"""
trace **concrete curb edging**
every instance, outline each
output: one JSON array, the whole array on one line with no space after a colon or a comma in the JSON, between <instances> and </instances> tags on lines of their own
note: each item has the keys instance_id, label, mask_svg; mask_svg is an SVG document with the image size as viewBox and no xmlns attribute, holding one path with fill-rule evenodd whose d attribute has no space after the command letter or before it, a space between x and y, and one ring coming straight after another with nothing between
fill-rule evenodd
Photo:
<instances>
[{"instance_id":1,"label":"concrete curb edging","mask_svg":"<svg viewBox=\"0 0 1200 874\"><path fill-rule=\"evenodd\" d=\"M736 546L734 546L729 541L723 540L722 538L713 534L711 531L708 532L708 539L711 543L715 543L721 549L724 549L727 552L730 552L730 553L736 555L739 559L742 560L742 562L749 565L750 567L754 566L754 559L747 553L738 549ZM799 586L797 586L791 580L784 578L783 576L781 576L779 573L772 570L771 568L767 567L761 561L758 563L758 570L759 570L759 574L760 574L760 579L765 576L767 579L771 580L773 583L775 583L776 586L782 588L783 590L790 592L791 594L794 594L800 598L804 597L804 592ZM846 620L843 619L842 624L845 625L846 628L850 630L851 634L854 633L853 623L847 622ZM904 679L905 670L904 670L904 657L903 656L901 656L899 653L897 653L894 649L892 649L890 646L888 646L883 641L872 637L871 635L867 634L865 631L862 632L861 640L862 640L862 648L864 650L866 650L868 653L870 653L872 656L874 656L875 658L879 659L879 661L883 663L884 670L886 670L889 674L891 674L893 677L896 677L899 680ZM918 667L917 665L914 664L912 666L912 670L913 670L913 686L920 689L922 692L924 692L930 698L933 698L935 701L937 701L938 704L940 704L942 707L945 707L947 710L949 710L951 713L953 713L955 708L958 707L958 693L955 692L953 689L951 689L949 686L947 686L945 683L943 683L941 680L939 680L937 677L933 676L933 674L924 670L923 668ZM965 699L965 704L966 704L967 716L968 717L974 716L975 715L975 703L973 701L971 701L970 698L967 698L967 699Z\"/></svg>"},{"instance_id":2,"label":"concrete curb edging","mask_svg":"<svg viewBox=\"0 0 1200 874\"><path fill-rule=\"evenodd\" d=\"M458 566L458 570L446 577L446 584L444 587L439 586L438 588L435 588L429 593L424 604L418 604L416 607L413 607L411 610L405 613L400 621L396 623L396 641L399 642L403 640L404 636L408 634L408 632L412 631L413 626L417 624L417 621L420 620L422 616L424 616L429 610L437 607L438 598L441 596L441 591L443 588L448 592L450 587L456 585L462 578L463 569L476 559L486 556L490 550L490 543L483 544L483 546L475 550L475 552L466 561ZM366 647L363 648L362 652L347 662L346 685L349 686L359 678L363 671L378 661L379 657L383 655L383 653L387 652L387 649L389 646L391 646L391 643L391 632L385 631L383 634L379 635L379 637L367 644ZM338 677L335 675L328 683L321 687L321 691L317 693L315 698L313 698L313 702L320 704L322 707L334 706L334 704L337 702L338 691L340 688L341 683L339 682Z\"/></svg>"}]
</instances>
"""
Task objective
Show each line of the material above where "with" occurs.

The completed task
output: one JSON array, the whole array on one line with no space after a colon or a comma in the JSON, between <instances> and </instances> tags on lines of their own
note: each item has the keys instance_id, label, mask_svg; mask_svg is an SVG document with the image size as viewBox and no xmlns attribute, holding one path with fill-rule evenodd whose d attribute has no space after the command letter or before it, a space between x and y, and one ring coming straight after another with nothing between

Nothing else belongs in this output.